WORK TO COMPLETE: Reproduce without any change the stretch of rows below, from the line that contains "Regulatory review: photo" through the line that contains "[511,82,615,162]".

** Start **

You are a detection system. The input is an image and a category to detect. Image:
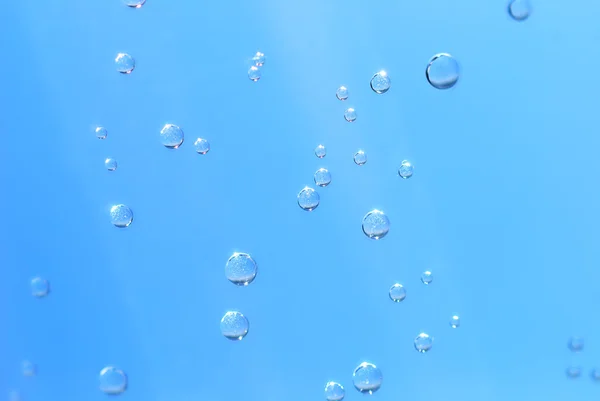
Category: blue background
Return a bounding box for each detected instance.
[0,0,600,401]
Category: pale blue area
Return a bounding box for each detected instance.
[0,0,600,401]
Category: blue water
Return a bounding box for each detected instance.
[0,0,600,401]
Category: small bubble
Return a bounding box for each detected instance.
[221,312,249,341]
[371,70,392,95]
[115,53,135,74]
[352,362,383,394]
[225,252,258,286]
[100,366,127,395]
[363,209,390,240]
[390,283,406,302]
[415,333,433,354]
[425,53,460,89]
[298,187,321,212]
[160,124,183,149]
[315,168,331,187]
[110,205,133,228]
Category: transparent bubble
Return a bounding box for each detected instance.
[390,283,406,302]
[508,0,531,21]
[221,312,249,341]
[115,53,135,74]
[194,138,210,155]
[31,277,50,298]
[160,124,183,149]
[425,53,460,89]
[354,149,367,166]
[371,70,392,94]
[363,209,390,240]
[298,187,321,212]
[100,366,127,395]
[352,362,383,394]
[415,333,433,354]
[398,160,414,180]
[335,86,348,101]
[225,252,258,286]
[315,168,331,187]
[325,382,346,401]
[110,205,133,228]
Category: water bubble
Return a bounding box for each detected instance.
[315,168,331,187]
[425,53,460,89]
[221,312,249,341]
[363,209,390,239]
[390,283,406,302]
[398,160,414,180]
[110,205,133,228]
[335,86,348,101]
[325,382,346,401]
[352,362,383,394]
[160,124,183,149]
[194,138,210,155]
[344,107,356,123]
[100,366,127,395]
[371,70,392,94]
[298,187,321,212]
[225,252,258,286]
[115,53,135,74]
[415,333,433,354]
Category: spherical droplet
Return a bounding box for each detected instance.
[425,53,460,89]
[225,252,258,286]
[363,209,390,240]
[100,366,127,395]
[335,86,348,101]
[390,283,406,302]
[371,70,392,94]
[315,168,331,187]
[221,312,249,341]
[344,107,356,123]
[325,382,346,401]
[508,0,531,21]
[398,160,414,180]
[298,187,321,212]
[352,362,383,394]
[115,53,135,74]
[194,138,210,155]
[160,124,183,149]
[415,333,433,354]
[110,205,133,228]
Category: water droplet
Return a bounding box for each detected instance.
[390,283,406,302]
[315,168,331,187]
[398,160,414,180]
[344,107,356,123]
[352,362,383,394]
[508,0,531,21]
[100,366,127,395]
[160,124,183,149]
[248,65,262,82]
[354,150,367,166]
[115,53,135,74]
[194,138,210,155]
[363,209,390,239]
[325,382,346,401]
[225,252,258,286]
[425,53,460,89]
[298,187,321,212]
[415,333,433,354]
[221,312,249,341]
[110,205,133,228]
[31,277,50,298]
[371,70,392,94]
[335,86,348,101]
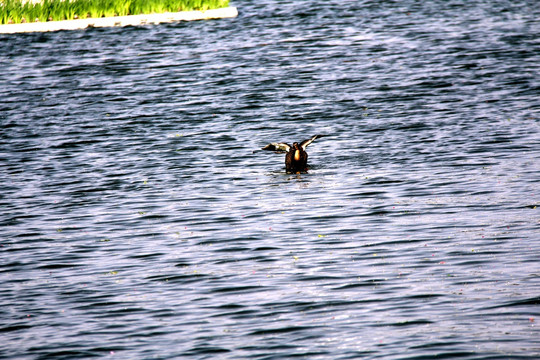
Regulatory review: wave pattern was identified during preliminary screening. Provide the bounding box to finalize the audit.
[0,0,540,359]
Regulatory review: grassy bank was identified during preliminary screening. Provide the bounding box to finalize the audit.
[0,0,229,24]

** End **
** Start **

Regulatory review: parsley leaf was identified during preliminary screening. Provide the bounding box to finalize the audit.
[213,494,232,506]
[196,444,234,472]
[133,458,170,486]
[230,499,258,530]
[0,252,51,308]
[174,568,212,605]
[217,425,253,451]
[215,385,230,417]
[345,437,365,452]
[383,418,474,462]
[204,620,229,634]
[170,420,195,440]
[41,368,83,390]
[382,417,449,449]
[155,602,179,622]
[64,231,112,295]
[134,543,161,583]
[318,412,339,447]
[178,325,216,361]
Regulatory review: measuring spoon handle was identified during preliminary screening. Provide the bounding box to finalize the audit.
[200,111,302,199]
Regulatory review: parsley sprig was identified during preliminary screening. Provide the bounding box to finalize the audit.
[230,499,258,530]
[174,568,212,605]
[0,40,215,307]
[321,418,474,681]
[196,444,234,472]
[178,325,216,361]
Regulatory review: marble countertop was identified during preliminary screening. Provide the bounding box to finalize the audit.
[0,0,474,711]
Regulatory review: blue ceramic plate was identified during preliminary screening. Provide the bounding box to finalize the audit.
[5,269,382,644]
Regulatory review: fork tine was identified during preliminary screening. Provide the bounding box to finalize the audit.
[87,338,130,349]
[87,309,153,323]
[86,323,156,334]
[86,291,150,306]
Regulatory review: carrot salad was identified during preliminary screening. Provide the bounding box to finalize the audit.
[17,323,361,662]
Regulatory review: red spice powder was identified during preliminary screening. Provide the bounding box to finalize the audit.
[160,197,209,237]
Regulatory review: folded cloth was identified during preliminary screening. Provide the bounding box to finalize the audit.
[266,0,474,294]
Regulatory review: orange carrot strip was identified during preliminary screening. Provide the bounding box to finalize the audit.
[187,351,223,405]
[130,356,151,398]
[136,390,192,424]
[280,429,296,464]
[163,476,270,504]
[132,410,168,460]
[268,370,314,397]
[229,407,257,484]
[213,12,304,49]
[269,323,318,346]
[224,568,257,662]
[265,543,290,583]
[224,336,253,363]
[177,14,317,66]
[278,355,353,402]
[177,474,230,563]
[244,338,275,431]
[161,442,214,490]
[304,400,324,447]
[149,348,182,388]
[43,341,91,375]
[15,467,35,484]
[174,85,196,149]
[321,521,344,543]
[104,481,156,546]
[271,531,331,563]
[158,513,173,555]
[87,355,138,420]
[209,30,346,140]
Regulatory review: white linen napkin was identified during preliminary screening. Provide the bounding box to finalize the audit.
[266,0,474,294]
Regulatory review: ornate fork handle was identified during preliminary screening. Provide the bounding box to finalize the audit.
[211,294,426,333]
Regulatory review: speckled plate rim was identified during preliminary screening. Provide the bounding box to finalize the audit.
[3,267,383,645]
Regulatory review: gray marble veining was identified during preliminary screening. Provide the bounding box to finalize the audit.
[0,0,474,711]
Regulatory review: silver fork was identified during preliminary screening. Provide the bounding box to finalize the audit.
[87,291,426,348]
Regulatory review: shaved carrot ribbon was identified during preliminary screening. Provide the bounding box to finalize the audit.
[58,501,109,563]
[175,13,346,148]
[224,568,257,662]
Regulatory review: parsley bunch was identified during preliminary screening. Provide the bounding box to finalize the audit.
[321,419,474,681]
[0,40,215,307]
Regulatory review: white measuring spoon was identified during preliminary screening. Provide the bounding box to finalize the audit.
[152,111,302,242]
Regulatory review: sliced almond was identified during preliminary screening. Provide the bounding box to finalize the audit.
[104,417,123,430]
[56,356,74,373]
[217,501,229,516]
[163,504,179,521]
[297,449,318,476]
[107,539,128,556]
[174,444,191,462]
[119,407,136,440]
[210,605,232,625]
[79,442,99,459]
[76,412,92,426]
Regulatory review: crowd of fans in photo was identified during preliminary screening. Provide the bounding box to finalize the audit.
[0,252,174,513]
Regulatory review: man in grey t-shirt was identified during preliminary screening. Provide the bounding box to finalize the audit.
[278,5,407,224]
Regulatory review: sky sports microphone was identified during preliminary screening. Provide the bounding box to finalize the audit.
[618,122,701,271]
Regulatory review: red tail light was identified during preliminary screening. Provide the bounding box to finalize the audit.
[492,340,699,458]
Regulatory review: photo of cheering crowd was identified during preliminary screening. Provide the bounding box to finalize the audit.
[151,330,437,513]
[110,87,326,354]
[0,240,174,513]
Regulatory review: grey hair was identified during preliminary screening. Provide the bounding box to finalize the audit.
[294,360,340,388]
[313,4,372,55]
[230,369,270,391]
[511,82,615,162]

** End **

RESULT FOR THIS EXERCISE:
Regulatory review: photo of cheering crowd was identified during preliminary screening. Provide the bounding box to finalize the audit.
[151,330,437,513]
[110,87,326,354]
[0,240,174,513]
Regulatory review: grey hair was identified during preliminary screening. Provide the bounding box to finalize the audit.
[294,360,340,388]
[313,4,372,55]
[230,369,270,391]
[511,82,615,162]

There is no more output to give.